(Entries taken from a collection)

==*==

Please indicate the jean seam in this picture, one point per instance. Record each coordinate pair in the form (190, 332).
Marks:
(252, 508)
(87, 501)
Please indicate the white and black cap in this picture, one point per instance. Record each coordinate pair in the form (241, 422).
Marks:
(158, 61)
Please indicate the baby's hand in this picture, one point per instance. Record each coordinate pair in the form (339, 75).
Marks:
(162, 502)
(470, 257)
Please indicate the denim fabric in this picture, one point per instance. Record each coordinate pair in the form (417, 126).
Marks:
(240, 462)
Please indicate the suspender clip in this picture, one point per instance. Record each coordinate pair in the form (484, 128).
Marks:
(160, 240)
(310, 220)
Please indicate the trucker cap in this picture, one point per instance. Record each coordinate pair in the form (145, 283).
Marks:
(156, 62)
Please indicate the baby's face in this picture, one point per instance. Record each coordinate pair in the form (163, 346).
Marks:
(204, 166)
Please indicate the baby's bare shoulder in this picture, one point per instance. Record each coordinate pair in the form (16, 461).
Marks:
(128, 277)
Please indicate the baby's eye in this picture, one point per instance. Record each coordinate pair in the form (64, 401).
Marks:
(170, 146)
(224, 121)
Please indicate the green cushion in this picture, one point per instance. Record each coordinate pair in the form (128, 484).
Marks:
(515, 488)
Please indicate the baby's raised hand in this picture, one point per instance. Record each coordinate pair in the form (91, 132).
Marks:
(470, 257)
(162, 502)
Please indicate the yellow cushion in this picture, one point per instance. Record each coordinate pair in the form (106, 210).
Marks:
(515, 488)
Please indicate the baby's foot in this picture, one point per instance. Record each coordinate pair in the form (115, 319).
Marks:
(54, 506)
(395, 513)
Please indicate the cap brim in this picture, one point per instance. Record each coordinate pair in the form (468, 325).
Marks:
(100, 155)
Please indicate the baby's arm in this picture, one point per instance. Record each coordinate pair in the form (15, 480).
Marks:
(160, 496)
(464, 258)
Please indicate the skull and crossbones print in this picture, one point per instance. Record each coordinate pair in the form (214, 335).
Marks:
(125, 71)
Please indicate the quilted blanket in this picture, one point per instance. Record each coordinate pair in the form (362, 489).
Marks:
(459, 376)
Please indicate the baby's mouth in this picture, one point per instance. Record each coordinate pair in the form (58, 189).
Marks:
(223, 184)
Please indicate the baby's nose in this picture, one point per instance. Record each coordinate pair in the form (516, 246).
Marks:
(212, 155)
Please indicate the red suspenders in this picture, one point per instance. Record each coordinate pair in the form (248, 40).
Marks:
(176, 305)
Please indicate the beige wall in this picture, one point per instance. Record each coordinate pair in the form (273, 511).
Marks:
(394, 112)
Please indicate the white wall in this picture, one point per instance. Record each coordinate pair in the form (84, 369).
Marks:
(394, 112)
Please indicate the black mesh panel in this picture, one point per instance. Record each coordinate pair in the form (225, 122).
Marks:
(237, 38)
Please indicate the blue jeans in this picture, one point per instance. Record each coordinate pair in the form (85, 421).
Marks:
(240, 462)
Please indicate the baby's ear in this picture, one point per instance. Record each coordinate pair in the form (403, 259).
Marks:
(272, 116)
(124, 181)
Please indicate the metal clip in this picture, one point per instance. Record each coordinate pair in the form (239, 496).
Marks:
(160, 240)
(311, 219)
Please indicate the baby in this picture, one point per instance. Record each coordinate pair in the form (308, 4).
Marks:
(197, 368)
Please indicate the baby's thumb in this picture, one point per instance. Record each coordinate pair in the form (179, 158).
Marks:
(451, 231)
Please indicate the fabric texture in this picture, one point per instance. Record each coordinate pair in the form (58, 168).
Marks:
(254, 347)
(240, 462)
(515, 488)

==*==

STATED GOAL.
Starting with the line containing "Please indicate the beige" and going on through the end of the entries, write out every line again, requests included. Multiply each coordinate in the answers by 0.55 and round to whole numbers, with halves rounded up.

RESPONSE TO THE TASK.
Please indicate the beige wall in this picture, one point per instance. Record each coordinate pair in the form (273, 511).
Marks:
(217, 62)
Please indicate the white wall in this picture, one point per instance. Record each coordinate pair in the form (84, 369).
Marks:
(217, 62)
Please indicate the black mesh panel in this picture, one point per instance. Record each coordinate pair in the form (225, 122).
Marks:
(130, 21)
Please indicate the blue jeans in this picture, one point per instance. Record each coordinate pair in the form (85, 421).
Marks:
(132, 254)
Please indicate the baby's ear in this picture, one point per instance. Record each coordinate pair in the form (403, 259).
Marks:
(150, 64)
(68, 100)
Please indicate the metal clip in this picture, one point per instance. Record each coordinate pair in the form (239, 496).
Marks:
(88, 132)
(171, 120)
Please indicate the baby in this picture, one point per instance. Record each coordinate pair in the form (308, 4).
Marks:
(108, 202)
Please indicate the baby's thumb in this picture, one point per instance. Record each coordinate pair in the form (179, 158).
Marks:
(248, 127)
Please indicate the fabric texture in this picture, one point per instance. Record each coordinate pair in the form (58, 168).
Marks:
(140, 191)
(132, 254)
(283, 268)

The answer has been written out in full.